**Task to carry out**
After locating "sample | (664,76)" in the listing below, copy that line and each one after it exactly, ending with the line that has "sample | (59,1067)".

**Data in this exercise**
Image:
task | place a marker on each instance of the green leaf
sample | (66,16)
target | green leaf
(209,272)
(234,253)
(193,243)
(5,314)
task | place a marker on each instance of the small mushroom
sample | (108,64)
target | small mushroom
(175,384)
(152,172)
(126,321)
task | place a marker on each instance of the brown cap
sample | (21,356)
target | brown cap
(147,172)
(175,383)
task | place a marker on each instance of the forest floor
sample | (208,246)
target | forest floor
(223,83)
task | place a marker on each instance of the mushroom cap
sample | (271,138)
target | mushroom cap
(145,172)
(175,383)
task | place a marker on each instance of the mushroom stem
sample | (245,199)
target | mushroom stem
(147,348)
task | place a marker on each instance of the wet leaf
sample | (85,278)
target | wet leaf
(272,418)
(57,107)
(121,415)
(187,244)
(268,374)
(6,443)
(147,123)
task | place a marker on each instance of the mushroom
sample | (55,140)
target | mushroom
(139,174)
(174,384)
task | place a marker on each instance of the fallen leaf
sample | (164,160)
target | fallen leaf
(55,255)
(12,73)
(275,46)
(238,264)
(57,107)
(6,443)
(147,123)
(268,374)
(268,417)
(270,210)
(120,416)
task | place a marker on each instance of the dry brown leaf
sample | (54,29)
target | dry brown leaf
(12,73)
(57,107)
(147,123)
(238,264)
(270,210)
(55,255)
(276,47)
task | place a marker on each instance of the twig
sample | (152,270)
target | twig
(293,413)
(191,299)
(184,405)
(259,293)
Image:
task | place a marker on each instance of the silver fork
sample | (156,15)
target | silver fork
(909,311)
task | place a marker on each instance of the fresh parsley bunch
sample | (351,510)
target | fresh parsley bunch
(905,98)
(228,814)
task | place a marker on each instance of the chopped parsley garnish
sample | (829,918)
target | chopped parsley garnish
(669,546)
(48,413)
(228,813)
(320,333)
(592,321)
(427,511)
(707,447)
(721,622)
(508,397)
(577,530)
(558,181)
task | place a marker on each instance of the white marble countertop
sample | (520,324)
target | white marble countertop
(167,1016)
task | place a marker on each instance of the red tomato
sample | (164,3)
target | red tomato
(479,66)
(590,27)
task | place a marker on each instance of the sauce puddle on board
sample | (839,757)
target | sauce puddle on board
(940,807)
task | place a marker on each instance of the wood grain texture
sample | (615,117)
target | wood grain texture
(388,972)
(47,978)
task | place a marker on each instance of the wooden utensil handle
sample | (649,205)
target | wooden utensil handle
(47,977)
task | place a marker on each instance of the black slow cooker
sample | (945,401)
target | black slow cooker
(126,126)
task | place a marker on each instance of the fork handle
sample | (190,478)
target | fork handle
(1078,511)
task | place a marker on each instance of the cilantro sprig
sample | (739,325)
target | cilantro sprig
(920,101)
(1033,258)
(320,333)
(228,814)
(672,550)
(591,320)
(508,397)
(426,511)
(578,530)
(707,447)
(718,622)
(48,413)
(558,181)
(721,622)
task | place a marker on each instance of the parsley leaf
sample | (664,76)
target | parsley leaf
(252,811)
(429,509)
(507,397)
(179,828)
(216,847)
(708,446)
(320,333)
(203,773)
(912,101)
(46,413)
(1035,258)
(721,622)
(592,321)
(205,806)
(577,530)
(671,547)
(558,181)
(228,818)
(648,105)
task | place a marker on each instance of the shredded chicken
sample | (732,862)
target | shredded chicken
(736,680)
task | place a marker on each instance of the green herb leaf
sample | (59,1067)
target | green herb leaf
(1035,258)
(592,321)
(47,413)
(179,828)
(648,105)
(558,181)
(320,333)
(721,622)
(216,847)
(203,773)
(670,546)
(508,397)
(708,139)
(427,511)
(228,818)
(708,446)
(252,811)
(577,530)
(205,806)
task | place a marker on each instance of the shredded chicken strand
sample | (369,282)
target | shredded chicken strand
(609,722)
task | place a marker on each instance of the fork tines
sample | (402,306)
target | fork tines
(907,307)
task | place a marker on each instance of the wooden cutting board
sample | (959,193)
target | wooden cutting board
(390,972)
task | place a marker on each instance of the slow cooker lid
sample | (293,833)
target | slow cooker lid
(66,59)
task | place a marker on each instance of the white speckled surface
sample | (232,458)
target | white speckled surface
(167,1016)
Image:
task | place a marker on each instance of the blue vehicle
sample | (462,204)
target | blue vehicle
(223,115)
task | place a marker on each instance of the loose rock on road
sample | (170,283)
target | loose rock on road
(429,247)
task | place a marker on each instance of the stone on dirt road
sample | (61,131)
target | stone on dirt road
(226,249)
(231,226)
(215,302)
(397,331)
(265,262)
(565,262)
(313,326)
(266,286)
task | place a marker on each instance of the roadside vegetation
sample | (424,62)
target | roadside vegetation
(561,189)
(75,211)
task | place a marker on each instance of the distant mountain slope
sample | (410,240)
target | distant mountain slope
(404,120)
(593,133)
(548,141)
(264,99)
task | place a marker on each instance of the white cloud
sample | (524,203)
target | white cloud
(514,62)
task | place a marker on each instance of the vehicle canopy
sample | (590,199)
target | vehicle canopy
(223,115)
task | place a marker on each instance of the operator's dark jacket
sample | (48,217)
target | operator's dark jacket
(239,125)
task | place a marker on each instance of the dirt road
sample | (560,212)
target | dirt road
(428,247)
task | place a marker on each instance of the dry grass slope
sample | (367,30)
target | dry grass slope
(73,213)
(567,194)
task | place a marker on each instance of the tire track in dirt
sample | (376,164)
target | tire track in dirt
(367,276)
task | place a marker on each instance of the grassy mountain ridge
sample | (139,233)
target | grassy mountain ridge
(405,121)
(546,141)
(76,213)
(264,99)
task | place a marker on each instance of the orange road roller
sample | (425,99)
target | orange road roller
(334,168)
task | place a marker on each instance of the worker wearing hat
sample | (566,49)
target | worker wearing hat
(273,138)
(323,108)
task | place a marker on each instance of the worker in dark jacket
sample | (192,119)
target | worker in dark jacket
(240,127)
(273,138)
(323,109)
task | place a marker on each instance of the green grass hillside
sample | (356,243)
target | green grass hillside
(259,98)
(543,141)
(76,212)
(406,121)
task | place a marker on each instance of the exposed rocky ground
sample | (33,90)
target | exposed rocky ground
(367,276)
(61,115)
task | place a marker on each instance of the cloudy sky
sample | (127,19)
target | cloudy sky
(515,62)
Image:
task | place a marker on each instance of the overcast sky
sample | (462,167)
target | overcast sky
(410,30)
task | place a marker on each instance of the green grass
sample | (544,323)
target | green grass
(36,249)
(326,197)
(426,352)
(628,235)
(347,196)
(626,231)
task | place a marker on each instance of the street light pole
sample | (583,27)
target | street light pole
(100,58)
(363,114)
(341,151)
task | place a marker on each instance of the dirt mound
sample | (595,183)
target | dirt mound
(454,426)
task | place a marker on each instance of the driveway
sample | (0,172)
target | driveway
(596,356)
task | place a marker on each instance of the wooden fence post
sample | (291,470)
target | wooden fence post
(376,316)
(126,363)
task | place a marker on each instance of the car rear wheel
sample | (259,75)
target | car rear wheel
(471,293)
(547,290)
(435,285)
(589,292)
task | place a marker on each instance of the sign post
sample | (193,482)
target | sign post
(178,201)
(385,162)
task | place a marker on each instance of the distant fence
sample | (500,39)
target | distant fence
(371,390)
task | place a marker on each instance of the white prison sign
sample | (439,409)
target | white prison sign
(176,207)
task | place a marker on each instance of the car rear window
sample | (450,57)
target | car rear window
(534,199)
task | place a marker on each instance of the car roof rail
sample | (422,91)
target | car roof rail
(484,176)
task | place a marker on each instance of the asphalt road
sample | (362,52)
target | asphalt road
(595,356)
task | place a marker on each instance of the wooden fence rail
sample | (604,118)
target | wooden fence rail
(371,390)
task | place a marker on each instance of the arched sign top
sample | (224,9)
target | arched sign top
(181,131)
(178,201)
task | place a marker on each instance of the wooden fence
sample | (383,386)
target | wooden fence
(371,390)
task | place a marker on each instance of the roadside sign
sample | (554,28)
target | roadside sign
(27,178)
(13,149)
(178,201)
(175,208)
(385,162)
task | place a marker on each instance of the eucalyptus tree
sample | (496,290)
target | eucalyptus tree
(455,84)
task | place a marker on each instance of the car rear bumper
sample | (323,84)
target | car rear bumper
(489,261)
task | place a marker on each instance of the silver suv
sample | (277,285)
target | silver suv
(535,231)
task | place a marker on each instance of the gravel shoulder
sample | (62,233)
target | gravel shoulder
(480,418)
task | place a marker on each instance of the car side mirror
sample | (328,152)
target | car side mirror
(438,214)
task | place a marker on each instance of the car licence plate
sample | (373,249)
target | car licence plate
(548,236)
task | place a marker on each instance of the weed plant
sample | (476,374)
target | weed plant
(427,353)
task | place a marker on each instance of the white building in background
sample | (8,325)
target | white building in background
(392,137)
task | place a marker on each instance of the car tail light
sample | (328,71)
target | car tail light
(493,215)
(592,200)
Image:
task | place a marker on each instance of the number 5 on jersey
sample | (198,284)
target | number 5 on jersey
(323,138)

**Output below**
sample | (664,76)
target | parsley leaf
(252,811)
(429,509)
(507,397)
(179,828)
(216,847)
(708,446)
(320,333)
(203,773)
(912,101)
(46,413)
(1035,258)
(721,622)
(592,321)
(205,806)
(577,530)
(671,547)
(558,181)
(228,818)
(648,105)
task | place a marker on each instance of the shredded chicken
sample | (732,862)
target | shredded chicken
(736,680)
task | place a marker on each instance of the green herb leaf
sample | (59,1067)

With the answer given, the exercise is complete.